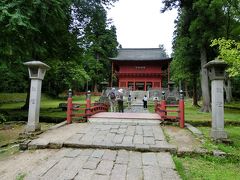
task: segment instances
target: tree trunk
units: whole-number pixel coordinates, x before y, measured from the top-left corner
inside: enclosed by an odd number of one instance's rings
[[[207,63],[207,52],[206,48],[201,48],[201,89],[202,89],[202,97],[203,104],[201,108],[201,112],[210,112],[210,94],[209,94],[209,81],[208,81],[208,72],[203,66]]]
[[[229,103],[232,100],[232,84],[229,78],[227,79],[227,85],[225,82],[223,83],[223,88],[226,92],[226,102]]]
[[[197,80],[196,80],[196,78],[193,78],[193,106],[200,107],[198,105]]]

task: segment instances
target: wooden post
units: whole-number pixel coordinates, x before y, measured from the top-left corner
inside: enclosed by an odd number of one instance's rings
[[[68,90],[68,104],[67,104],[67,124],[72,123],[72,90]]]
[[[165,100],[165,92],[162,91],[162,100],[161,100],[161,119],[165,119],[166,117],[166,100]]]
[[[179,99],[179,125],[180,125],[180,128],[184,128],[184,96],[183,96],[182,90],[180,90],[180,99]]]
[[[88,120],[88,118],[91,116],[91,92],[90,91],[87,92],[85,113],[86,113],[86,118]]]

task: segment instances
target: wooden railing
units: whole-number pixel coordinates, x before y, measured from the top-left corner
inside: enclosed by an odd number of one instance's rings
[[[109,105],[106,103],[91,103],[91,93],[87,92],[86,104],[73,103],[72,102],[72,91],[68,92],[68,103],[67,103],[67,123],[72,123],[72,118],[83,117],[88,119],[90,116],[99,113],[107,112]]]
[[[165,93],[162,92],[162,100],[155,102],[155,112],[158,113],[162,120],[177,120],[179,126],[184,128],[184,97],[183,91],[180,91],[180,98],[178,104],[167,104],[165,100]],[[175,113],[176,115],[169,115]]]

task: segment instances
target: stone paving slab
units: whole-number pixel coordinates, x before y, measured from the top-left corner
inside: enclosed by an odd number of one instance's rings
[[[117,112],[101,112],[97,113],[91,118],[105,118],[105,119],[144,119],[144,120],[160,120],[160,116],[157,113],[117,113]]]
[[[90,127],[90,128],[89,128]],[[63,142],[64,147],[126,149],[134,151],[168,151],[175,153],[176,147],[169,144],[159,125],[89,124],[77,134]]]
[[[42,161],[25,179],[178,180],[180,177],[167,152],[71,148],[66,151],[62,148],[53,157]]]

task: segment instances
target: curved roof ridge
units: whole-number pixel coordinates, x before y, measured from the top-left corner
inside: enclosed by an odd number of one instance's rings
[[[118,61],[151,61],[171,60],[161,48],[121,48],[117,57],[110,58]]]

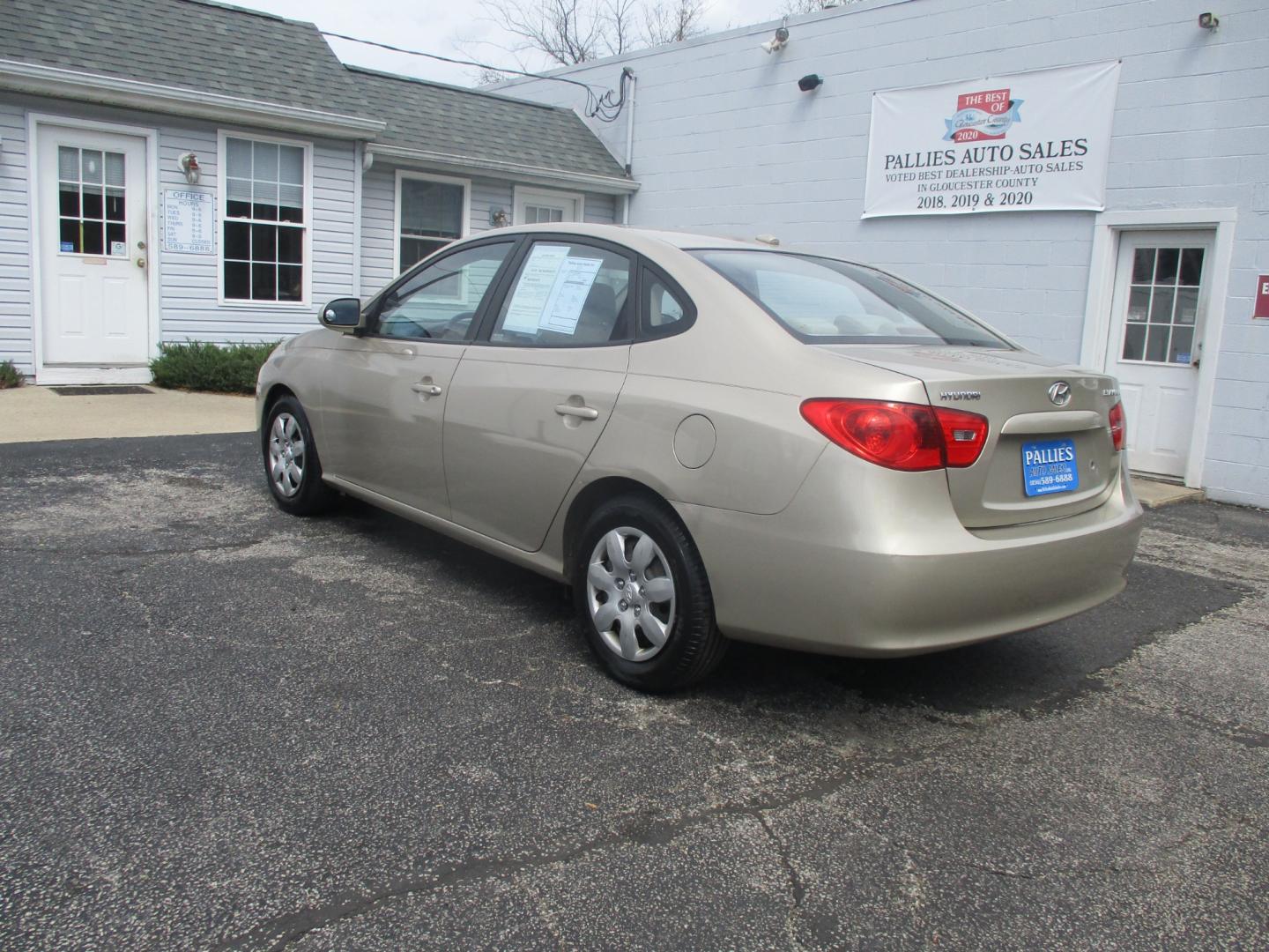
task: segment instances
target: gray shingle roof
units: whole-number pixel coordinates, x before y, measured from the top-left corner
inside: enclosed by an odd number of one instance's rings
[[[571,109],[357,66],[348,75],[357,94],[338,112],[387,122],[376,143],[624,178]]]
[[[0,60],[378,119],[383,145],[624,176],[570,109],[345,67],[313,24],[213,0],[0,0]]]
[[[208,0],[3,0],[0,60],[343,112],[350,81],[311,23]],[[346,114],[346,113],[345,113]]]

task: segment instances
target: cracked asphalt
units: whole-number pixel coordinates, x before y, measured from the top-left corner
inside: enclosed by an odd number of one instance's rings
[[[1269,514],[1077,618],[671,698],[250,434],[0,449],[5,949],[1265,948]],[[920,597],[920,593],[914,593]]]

WRITTEN TASK: Using the material above, retype each entry exactly and omit the pictures.

ANSWER TO THIS EXERCISE:
task: segment instances
target: tree trunk
units: whole-number pixel coordinates, x before y, measured from the top-left corner
inside: enclosed by an odd number of one instance's rings
[[[207,63],[207,52],[206,48],[201,48],[201,89],[202,89],[202,97],[203,104],[201,108],[201,112],[210,112],[210,94],[209,94],[209,81],[208,81],[208,72],[203,66]]]
[[[229,103],[232,100],[232,84],[229,78],[227,79],[227,85],[225,82],[223,83],[223,88],[226,92],[226,102]]]
[[[197,80],[196,80],[196,78],[193,78],[193,106],[200,107],[198,105]]]

task: segment instances
target: wooden post
units: whole-number pixel coordinates, x before y, measured from the top-left corner
inside: enclosed by an odd number of one instance's rings
[[[68,90],[68,104],[67,104],[67,124],[72,123],[72,90]]]
[[[165,100],[165,92],[162,91],[162,100],[161,100],[161,119],[165,119],[166,117],[166,100]]]
[[[179,99],[179,125],[180,125],[180,128],[184,128],[184,96],[183,96],[182,90],[180,90],[180,99]]]
[[[88,120],[88,118],[91,116],[91,92],[90,91],[87,92],[85,113],[86,113],[86,118]]]

task: segment instances
target: wooden railing
units: whole-number pixel coordinates, x before y, measured from the top-left corner
inside: enclosed by an odd number of one instance's rings
[[[109,105],[106,103],[91,103],[91,93],[87,92],[86,104],[73,103],[72,102],[72,91],[68,92],[68,103],[67,103],[67,123],[72,123],[72,118],[83,117],[88,119],[90,116],[99,113],[107,112]]]
[[[165,93],[162,92],[162,100],[155,102],[155,112],[158,113],[162,120],[177,120],[179,126],[184,128],[184,97],[183,91],[180,91],[180,98],[178,104],[167,104],[165,100]],[[175,113],[176,115],[169,115]]]

task: segment instances
target: stone paving slab
units: whole-number pixel coordinates, x before y, measured from the top-left corner
inside: enclosed by an odd number of one instance's rings
[[[117,112],[101,112],[97,113],[91,118],[105,118],[105,119],[144,119],[144,120],[160,120],[160,116],[157,113],[117,113]]]
[[[90,127],[90,128],[89,128]],[[63,142],[64,147],[126,149],[134,151],[168,151],[175,153],[176,147],[169,144],[159,125],[89,124],[77,134]]]
[[[42,161],[25,179],[178,180],[180,177],[167,152],[71,148],[66,151],[62,148],[53,157]]]

task: segment instances
target: curved roof ridge
units: whole-number pixel coordinates, x before y, measured from the top-left corner
inside: enclosed by an odd number of one instance's rings
[[[118,61],[151,61],[171,60],[161,48],[121,48],[117,57],[110,58]]]

task: segment instances
target: gray shingle roof
units: whole-number pixel coordinates, x before y, measured from the top-left corner
inside: enclosed by an odd number of one instance's rings
[[[571,109],[357,66],[348,75],[357,94],[338,112],[387,122],[376,143],[624,178]]]
[[[0,60],[378,119],[383,145],[624,176],[570,109],[345,67],[313,24],[213,0],[0,0]]]
[[[208,0],[3,0],[0,60],[343,112],[350,81],[311,23]],[[346,114],[346,113],[345,113]]]

task: segment instances
target: cracked asphalt
units: whole-number pixel coordinates, x before y, measured from the top-left corner
inside: enclosed by an odd number of one instance's rings
[[[1269,514],[1077,618],[671,698],[250,434],[0,449],[5,949],[1265,948]],[[920,597],[920,593],[914,593]]]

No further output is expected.